### [WRITTEN EXERCISE]
Transcribe each record below word for word.

- - - - -

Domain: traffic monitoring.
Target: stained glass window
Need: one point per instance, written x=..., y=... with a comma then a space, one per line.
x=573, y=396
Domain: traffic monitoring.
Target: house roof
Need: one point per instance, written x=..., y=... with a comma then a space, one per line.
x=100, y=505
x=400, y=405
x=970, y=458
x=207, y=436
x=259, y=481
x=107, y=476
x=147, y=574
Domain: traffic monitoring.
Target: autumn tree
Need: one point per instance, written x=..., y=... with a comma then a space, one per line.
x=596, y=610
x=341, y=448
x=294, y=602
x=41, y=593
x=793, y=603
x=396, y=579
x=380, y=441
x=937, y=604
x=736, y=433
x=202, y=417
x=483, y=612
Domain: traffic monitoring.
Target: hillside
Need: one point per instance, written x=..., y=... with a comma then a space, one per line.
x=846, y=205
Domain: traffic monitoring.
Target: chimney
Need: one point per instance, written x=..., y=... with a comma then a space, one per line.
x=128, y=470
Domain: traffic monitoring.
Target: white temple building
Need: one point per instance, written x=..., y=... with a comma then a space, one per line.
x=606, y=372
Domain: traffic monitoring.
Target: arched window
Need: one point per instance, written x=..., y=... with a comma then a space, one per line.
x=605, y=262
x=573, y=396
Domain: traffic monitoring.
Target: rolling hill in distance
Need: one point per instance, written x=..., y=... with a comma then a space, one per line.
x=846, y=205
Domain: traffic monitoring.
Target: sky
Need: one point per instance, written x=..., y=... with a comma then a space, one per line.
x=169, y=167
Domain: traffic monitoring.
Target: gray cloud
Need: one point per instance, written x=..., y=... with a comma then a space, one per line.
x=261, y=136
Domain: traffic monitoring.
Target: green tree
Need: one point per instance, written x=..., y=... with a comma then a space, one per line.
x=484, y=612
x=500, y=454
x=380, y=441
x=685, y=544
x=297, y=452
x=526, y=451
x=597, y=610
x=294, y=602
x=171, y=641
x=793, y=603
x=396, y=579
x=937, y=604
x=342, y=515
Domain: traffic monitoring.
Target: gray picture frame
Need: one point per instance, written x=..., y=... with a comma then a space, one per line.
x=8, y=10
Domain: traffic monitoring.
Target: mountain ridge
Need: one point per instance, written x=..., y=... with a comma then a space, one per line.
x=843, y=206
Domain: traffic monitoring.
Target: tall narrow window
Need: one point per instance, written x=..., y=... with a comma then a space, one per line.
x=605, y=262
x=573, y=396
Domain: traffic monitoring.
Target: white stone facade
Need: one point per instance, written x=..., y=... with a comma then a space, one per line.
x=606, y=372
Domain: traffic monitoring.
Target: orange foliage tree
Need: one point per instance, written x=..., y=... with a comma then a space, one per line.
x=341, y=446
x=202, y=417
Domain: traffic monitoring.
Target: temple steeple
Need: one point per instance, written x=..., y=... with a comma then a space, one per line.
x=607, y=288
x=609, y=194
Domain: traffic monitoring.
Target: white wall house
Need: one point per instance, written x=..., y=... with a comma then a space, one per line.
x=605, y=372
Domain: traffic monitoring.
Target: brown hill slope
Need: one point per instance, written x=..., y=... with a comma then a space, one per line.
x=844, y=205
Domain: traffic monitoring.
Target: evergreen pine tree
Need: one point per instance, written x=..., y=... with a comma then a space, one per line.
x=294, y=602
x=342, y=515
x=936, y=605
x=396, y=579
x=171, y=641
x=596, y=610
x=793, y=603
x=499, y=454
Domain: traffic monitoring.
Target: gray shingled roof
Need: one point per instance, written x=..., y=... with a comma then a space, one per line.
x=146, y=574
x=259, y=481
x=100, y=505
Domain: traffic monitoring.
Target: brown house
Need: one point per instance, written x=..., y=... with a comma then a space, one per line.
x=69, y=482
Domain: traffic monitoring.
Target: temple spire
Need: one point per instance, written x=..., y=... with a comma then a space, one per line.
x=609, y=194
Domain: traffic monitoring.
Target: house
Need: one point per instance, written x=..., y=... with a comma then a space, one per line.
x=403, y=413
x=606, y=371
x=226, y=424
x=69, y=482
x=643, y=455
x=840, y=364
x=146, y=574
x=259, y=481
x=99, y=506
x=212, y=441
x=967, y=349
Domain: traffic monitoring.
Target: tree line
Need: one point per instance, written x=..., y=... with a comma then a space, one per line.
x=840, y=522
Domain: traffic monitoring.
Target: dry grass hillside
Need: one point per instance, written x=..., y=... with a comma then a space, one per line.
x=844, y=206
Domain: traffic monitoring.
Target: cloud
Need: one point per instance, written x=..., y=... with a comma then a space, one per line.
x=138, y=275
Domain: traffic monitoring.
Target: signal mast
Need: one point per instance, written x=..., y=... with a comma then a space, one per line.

- - - - -

### [RESULT BELOW]
Domain: traffic monitoring.
Target: stained glass window
Need: one point per instance, written x=..., y=... with a comma then a space, one per line.
x=573, y=396
Domain: traffic monitoring.
Target: house roof
Need: one point per instance, written x=..., y=... with a comma then a space, one per line.
x=100, y=505
x=400, y=405
x=970, y=458
x=207, y=436
x=259, y=481
x=107, y=476
x=147, y=574
Domain: traffic monitoring.
Target: autumn tree
Need: one point per instance, written x=..., y=... with a comma then a space, one per line.
x=596, y=610
x=341, y=448
x=294, y=602
x=41, y=593
x=793, y=603
x=396, y=579
x=380, y=441
x=937, y=604
x=736, y=433
x=202, y=417
x=483, y=612
Domain: traffic monitoring.
Target: hillside
Need: one point per instance, written x=..., y=... with a comma then a space, one per line.
x=846, y=205
Domain: traffic monitoring.
Target: chimney
Need: one point per instance, written x=..., y=... with a comma then a space, one per line.
x=128, y=470
Domain: traffic monitoring.
Target: white temple building
Need: one point per instance, written x=..., y=... with a comma then a space, one per line.
x=606, y=372
Domain: traffic monitoring.
Target: arched window
Need: one point per instance, written x=..., y=... with a comma then a space, one per line.
x=605, y=262
x=573, y=396
Domain: traffic monitoring.
Target: rolling hill in distance
Need: one point per instance, written x=..., y=... with a comma then a space, one per line.
x=846, y=205
Domain: traffic monitoring.
Target: sky
Need: one point per instance, written x=..., y=... with a comma then a space, one per line.
x=169, y=167
Domain: traffic monitoring.
Target: gray cloud
Need: one point per instance, written x=..., y=... with a comma then a space, one per line.
x=261, y=136
Domain: traffic monitoring.
Target: green tree
Need: one point per instance, written x=..., y=... with a comma then a space, one per line.
x=484, y=612
x=500, y=454
x=380, y=441
x=685, y=544
x=297, y=452
x=526, y=451
x=597, y=610
x=294, y=602
x=171, y=641
x=793, y=603
x=396, y=579
x=937, y=604
x=342, y=515
Domain: traffic monitoring.
Target: gray picture frame
Need: one point per instance, written x=..., y=... with a comma then a space, one per line.
x=8, y=10
Domain: traffic monitoring.
Target: mountain ridge
Need: one point per instance, written x=..., y=... with a comma then a space, one per line.
x=843, y=206
Domain: traffic monitoring.
Target: tall narrow window
Need: one point per instance, written x=..., y=... with a comma then a space, one per line.
x=605, y=262
x=573, y=396
Domain: traffic monitoring.
Target: white stone facade
Need: one point per instance, written x=..., y=... with a comma then a space, one per line.
x=606, y=372
Domain: traffic monitoring.
Target: orange foliage tree
Need: one point per instance, written x=..., y=... with a comma then a space, one per line.
x=341, y=446
x=202, y=417
Domain: traffic monitoring.
Target: temple steeple
Need: one point per instance, written x=..., y=... with a comma then a space, one per line.
x=607, y=288
x=609, y=194
Domain: traffic monitoring.
Target: white wall house
Need: one point per instance, written x=..., y=... with a comma then a space, one per line.
x=605, y=372
Domain: traffic monitoring.
Target: brown hill slope
Need: one point per instance, written x=..., y=... with a comma then a space, one per line.
x=844, y=205
Domain: traffic monitoring.
Target: evergreen pine tree
Need: one point per instance, written x=..., y=... with a comma then a space, one per line.
x=294, y=602
x=342, y=515
x=936, y=605
x=396, y=579
x=171, y=641
x=596, y=610
x=793, y=603
x=499, y=454
Domain: traffic monitoring.
Target: gray shingled roof
Need: one point per instance, written x=..., y=... with a comma then a space, one per line.
x=146, y=574
x=259, y=481
x=100, y=505
Domain: traffic monitoring.
Target: brown house
Need: one point per instance, written x=..., y=... with a comma then a space, one per line.
x=69, y=482
Domain: traffic monitoring.
Target: temple spire
Need: one point per instance, written x=..., y=... with a comma then a space, one per line.
x=609, y=194
Domain: traffic monitoring.
Target: house
Need: one point per instance, written x=..., y=... with a comma then a space, one per line.
x=403, y=413
x=606, y=371
x=226, y=424
x=69, y=482
x=643, y=455
x=840, y=364
x=146, y=574
x=259, y=481
x=99, y=506
x=212, y=441
x=967, y=349
Domain: traffic monitoring.
Target: tree line
Need: one point per instance, written x=..., y=... with a comma then a space, one per line.
x=840, y=522
Domain: traffic monitoring.
Target: dry grass hillside
Need: one point per instance, written x=..., y=... with a comma then a space, one per line.
x=844, y=206
Domain: traffic monitoring.
Target: cloud
Need: one point per instance, written x=..., y=... with a comma then a space, one per line.
x=138, y=275
Domain: traffic monitoring.
Target: signal mast
Need: one point per instance, written x=..., y=... with a comma then a space, one per line.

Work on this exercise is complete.